The Best of I.F. Stone by I. F. Stone
Author:I. F. Stone [I.F. STONE]
Language: eng
Format: epub
Publisher: PublicAffairs
Published: 2012-02-22T05:00:00+00:00
When the Bourbon Flowed
As the Little Rock school integration crisis continues, Stone visits Arkansas and sketches a vivid portrait of two worlds, black and white—deeply intertwined yet mutually uncomprehending.
. . .
September 22, 1958
WE TOOK THE FIRST PLANE out of Washington for Little Rock after hearing Chief Justice Warren read a tense and crowded courtroom the order that integration proceed. The plane’s first stop was at Nashville, and passengers came aboard carrying its evening newspaper, the Banner. A black headline across page one indicated that we had reached the South. It said, with White Citizens Council objectivity, “Mix Now, Little Rock Told.” On the editorial page, under the caption “Education Be Hanged!” there was a cartoon which pictured the Chief Justice as a burly man leaning arrogantly on a huge gavel. Behind him was a blackboard on which he had triumphantly crossed out the word “deliberate” in the phrase, “all deliberate speed,” and written in the word “breakneck.” A page one Associated Press bulletin claimed that a “jubilant” Mrs. Daisy Bates, local leader of the NAACP, had “hinted” that she expected “more mixing” soon, though I was later to learn that Mrs. Bates in Little Rock was harder to reach than the Secretary of State on Duck Island and twice as cautious and that any such “hint” must have been deduced by the AP man from the way she said “no comment.” A staff correspondent in Little Rock quoted the Reverend Wesley Pruden, the segregationist leader, as saying, “The South will not accept this outrage, which a Communist-dominated government is trying to lay on us.” This was my introduction to a regional journalism which prints such statements matter-of-factly.

+++++

What you need to do —
1. List every person named in the body of the Little Rock passage, starting from the words "WE TOOK THE FIRST PLANE".
2. Answer these questions from the Little Rock passage, one line each:
(a) Which company published the book?
(b) What was the name of the Nashville evening newspaper that passengers carried aboard?
(c) What caption appeared over the cartoon on that paper's editorial page?
3. Print the part of the Little Rock passage that starts with "The Best of" and goes on through "yet mutually uncomprehending.".

+++++

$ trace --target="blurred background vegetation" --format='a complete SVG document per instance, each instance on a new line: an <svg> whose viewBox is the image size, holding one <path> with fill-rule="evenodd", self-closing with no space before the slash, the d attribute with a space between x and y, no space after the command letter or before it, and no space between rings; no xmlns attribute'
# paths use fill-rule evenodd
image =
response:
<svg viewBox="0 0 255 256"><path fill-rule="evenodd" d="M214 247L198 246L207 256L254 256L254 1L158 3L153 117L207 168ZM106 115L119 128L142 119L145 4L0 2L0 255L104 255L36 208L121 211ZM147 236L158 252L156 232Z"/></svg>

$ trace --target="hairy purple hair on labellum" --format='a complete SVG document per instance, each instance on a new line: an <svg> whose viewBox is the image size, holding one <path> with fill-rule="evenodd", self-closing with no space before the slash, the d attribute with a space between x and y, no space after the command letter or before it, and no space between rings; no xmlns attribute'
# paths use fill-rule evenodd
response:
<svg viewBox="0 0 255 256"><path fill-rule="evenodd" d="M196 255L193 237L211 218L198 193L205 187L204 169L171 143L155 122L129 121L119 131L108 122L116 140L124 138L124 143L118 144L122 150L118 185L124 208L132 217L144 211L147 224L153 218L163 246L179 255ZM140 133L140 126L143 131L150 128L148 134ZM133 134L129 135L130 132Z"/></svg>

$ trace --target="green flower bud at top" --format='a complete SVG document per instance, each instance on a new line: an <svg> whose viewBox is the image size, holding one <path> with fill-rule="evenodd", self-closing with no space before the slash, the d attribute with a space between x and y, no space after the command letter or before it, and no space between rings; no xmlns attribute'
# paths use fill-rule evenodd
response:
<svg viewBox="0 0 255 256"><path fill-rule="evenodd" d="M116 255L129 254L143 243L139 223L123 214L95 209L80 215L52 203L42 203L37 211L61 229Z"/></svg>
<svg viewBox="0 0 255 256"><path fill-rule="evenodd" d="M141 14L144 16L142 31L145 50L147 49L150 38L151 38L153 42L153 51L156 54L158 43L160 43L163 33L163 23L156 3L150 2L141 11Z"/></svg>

+++++

The solutions —
1.
Chief Justice Warren
Mrs. Daisy Bates
the Reverend Wesley Pruden

2.
(a) PublicAffairs
(b) The Banner
(c) "Education Be Hanged!"

3.
The Best of I.F. Stone by I. F. Stone
Author:I. F. Stone [I.F. STONE]
Language: eng
Format: epub
Publisher: PublicAffairs
Published: 2012-02-22T05:00:00+00:00
When the Bourbon Flowed
As the Little Rock school integration crisis continues, Stone visits Arkansas and sketches a vivid portrait of two worlds, black and white—deeply intertwined yet mutually uncomprehending.